■ **Objective**:
Collect every line in the rows below that contains the string "bridge", and copy each one out whole. Case counts.

■ **Raw data**:
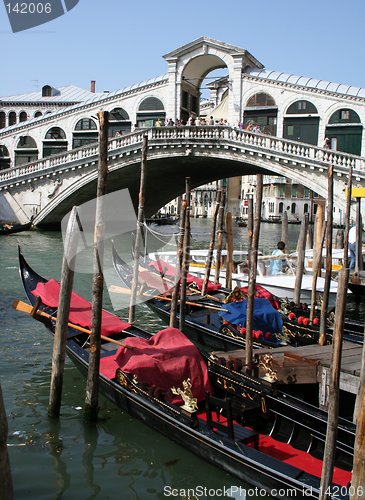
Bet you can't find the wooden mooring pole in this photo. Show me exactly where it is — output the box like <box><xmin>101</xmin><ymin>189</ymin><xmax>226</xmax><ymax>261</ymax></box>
<box><xmin>281</xmin><ymin>210</ymin><xmax>288</xmax><ymax>246</ymax></box>
<box><xmin>214</xmin><ymin>189</ymin><xmax>226</xmax><ymax>283</ymax></box>
<box><xmin>318</xmin><ymin>162</ymin><xmax>333</xmax><ymax>345</ymax></box>
<box><xmin>169</xmin><ymin>195</ymin><xmax>186</xmax><ymax>328</ymax></box>
<box><xmin>0</xmin><ymin>385</ymin><xmax>13</xmax><ymax>500</ymax></box>
<box><xmin>350</xmin><ymin>322</ymin><xmax>365</xmax><ymax>500</ymax></box>
<box><xmin>293</xmin><ymin>214</ymin><xmax>308</xmax><ymax>305</ymax></box>
<box><xmin>128</xmin><ymin>135</ymin><xmax>148</xmax><ymax>323</ymax></box>
<box><xmin>226</xmin><ymin>212</ymin><xmax>233</xmax><ymax>289</ymax></box>
<box><xmin>343</xmin><ymin>165</ymin><xmax>352</xmax><ymax>267</ymax></box>
<box><xmin>309</xmin><ymin>221</ymin><xmax>327</xmax><ymax>323</ymax></box>
<box><xmin>319</xmin><ymin>269</ymin><xmax>349</xmax><ymax>500</ymax></box>
<box><xmin>179</xmin><ymin>177</ymin><xmax>191</xmax><ymax>332</ymax></box>
<box><xmin>48</xmin><ymin>207</ymin><xmax>79</xmax><ymax>417</ymax></box>
<box><xmin>247</xmin><ymin>196</ymin><xmax>253</xmax><ymax>261</ymax></box>
<box><xmin>84</xmin><ymin>111</ymin><xmax>109</xmax><ymax>421</ymax></box>
<box><xmin>201</xmin><ymin>189</ymin><xmax>222</xmax><ymax>296</ymax></box>
<box><xmin>245</xmin><ymin>174</ymin><xmax>263</xmax><ymax>373</ymax></box>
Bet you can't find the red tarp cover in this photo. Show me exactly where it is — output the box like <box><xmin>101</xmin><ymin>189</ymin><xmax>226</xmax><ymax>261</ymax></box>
<box><xmin>241</xmin><ymin>285</ymin><xmax>281</xmax><ymax>310</ymax></box>
<box><xmin>259</xmin><ymin>435</ymin><xmax>352</xmax><ymax>486</ymax></box>
<box><xmin>32</xmin><ymin>278</ymin><xmax>131</xmax><ymax>337</ymax></box>
<box><xmin>100</xmin><ymin>328</ymin><xmax>212</xmax><ymax>404</ymax></box>
<box><xmin>149</xmin><ymin>259</ymin><xmax>222</xmax><ymax>293</ymax></box>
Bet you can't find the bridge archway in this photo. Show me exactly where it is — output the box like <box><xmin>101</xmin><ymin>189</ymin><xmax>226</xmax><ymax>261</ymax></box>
<box><xmin>0</xmin><ymin>145</ymin><xmax>10</xmax><ymax>170</ymax></box>
<box><xmin>14</xmin><ymin>135</ymin><xmax>39</xmax><ymax>167</ymax></box>
<box><xmin>43</xmin><ymin>127</ymin><xmax>68</xmax><ymax>157</ymax></box>
<box><xmin>108</xmin><ymin>107</ymin><xmax>132</xmax><ymax>137</ymax></box>
<box><xmin>326</xmin><ymin>108</ymin><xmax>363</xmax><ymax>155</ymax></box>
<box><xmin>72</xmin><ymin>118</ymin><xmax>99</xmax><ymax>149</ymax></box>
<box><xmin>243</xmin><ymin>92</ymin><xmax>278</xmax><ymax>135</ymax></box>
<box><xmin>136</xmin><ymin>96</ymin><xmax>166</xmax><ymax>128</ymax></box>
<box><xmin>164</xmin><ymin>37</ymin><xmax>263</xmax><ymax>123</ymax></box>
<box><xmin>283</xmin><ymin>99</ymin><xmax>319</xmax><ymax>144</ymax></box>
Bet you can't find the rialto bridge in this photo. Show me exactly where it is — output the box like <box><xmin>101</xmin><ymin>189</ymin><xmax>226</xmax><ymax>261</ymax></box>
<box><xmin>0</xmin><ymin>37</ymin><xmax>365</xmax><ymax>225</ymax></box>
<box><xmin>0</xmin><ymin>126</ymin><xmax>365</xmax><ymax>225</ymax></box>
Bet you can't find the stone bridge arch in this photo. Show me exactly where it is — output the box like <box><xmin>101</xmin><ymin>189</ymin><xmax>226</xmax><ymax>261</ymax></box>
<box><xmin>0</xmin><ymin>126</ymin><xmax>365</xmax><ymax>225</ymax></box>
<box><xmin>164</xmin><ymin>37</ymin><xmax>263</xmax><ymax>123</ymax></box>
<box><xmin>30</xmin><ymin>128</ymin><xmax>358</xmax><ymax>225</ymax></box>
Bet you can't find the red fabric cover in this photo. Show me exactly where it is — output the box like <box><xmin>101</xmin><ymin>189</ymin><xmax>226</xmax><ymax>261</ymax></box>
<box><xmin>149</xmin><ymin>259</ymin><xmax>222</xmax><ymax>293</ymax></box>
<box><xmin>101</xmin><ymin>328</ymin><xmax>212</xmax><ymax>405</ymax></box>
<box><xmin>32</xmin><ymin>278</ymin><xmax>131</xmax><ymax>337</ymax></box>
<box><xmin>259</xmin><ymin>435</ymin><xmax>352</xmax><ymax>486</ymax></box>
<box><xmin>240</xmin><ymin>285</ymin><xmax>281</xmax><ymax>310</ymax></box>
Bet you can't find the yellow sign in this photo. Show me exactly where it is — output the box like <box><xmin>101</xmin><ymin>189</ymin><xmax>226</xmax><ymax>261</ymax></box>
<box><xmin>346</xmin><ymin>188</ymin><xmax>365</xmax><ymax>198</ymax></box>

■ **Output for this exercise**:
Bet you can't find the bridge archway in this photo. Show me exactly where it is — output the box like <box><xmin>101</xmin><ymin>189</ymin><xmax>226</xmax><ymax>261</ymax></box>
Bet you can't find the rialto bridge in this photo. Show me exactly where it is — output the box like <box><xmin>101</xmin><ymin>189</ymin><xmax>226</xmax><ymax>261</ymax></box>
Bet you can't find the stone bridge arch in this photo. Show me exactly where it is — output the box like <box><xmin>101</xmin><ymin>189</ymin><xmax>226</xmax><ymax>261</ymax></box>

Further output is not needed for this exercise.